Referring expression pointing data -
———
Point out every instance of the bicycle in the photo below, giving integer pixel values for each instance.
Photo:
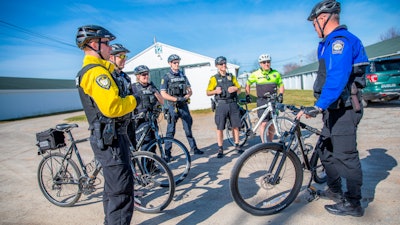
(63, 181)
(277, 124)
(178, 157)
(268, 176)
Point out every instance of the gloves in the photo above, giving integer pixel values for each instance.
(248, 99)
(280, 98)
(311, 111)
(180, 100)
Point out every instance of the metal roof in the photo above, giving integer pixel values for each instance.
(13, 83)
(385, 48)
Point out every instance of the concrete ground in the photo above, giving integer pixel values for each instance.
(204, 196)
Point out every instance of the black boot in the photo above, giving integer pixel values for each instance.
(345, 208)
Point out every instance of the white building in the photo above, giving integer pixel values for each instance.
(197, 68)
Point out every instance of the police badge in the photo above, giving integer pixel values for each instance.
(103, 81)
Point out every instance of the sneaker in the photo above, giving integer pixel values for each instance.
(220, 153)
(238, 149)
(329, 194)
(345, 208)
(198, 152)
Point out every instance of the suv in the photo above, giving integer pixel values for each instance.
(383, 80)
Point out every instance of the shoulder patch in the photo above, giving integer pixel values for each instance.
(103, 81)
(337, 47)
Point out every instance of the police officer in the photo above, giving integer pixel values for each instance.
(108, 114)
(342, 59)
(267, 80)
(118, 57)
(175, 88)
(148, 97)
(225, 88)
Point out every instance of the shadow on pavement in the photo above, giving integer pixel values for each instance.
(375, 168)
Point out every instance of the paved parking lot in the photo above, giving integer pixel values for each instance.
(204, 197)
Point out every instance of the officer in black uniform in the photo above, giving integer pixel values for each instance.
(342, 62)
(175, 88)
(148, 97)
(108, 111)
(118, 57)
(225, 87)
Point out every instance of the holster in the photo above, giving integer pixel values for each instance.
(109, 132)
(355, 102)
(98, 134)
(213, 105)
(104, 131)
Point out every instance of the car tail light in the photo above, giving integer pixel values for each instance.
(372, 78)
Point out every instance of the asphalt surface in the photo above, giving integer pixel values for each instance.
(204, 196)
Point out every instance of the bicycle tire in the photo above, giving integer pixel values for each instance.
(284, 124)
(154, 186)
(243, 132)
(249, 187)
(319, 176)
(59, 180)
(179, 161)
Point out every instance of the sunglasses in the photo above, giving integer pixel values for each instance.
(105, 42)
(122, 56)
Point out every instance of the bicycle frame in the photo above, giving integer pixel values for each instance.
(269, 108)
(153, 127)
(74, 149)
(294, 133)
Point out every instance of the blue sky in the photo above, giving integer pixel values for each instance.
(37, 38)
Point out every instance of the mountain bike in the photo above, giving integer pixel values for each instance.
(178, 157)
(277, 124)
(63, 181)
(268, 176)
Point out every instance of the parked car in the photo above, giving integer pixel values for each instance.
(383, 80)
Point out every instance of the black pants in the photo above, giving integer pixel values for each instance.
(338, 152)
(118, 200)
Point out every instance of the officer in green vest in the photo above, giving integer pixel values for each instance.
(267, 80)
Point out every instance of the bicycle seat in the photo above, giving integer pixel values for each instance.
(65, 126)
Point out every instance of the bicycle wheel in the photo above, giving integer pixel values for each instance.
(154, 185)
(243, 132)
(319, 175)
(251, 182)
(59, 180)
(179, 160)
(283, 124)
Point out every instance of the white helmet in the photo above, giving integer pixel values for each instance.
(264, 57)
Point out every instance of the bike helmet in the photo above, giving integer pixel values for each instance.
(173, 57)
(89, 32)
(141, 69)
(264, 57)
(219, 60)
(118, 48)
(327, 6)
———
Work task -
Would you quote, exactly and only, the lines from the one containing "Point out every instance of the bicycle wheel" to the end of the entries?

Expected answer -
Point out every instance of the bicycle wheel in the photo above, giving integer pixel values for each instance.
(154, 185)
(243, 132)
(319, 175)
(251, 182)
(59, 180)
(179, 160)
(283, 124)
Point out every instance of the white helmet in the photo above, giving integer pixel values for each instance.
(264, 57)
Point out every instance of the bike helmet in the photo above, giving integer pixel values for each instance.
(173, 57)
(89, 32)
(141, 69)
(264, 57)
(219, 60)
(118, 48)
(327, 6)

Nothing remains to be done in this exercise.